* [Direction]: Reproduce verbatim the part of the tole brush strokes text below, starting at "Nobody wakes up" and ending at "much more creative.".

* [Text extract]:
──────

Learn To Create Wonderful Tole Brush Strokes With The Basics

Learning different tole brush strokes means learning great brush control! If you’re a beginner, this is the place to start. If you’re a painter who feels the brush is controlling you, read on and we’ll give you lots of practical tips on how you can improve!

Nobody wakes up one morning knowing how to paint. It takes time to learn and you have to practice. As adults we tend to be very hard on ourselves. We expect to master those brush strokes right way. But the truth is we all need to practice, and practice lots. If you do, you’ll see that it definitely pays off!

Both flat brushes and round brushes are used for painting brush strokes. A comma stroke can be done with a round, a liner, a flat or even a filbert!

Depending on the size and type of brush you use, the possibilities are endless! That’s why it’s so important to master strokework. Once you’ve got a good handle on the fundamentals, you’ll be much more creative.


Here are some related brush strokes along with detailed photos.

Brush Stroke Basics
Comma Brush Stroke
S-Stroke



Strokework is graceful...

──────

* [Records provided]:
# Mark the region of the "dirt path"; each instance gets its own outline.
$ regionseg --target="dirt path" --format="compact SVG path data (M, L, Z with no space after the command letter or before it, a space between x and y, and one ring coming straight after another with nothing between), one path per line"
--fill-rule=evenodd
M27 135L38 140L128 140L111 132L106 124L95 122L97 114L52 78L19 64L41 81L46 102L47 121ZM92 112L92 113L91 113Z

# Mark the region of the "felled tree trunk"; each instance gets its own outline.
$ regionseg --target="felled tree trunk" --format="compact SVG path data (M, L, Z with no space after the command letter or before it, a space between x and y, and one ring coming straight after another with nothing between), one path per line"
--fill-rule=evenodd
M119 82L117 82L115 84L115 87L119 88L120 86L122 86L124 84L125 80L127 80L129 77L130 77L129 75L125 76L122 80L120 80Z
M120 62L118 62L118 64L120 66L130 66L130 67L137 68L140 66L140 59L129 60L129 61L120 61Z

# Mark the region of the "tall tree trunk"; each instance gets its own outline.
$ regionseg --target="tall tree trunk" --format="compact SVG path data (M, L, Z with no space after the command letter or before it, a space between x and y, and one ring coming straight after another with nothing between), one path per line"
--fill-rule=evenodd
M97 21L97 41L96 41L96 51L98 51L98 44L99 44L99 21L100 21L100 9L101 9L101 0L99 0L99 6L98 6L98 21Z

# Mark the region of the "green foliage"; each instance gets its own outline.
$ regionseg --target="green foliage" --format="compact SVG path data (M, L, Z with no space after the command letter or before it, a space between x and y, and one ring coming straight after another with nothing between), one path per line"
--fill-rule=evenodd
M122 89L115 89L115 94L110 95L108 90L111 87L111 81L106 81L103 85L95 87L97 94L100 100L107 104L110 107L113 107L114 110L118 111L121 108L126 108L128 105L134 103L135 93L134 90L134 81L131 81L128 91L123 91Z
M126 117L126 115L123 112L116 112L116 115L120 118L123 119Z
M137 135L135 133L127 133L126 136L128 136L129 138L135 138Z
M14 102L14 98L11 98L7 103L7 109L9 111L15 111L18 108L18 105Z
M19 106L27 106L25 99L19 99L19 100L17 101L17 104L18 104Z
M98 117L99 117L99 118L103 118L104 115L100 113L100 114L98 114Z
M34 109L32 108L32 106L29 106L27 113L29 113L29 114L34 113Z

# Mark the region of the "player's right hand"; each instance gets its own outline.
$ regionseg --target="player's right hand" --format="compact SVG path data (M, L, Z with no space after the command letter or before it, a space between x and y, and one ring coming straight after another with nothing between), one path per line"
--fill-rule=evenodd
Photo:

──────

* [Right answer]:
Nobody wakes up one morning knowing how to paint. It takes time to learn and you have to practice. As adults we tend to be very hard on ourselves. We expect to master those brush strokes right way. But the truth is we all need to practice, and practice lots. If you do, you’ll see that it definitely pays off!

Both flat brushes and round brushes are used for painting brush strokes. A comma stroke can be done with a round, a liner, a flat or even a filbert!

Depending on the size and type of brush you use, the possibilities are endless! That’s why it’s so important to master strokework. Once you’ve got a good handle on the fundamentals, you’ll be much more creative.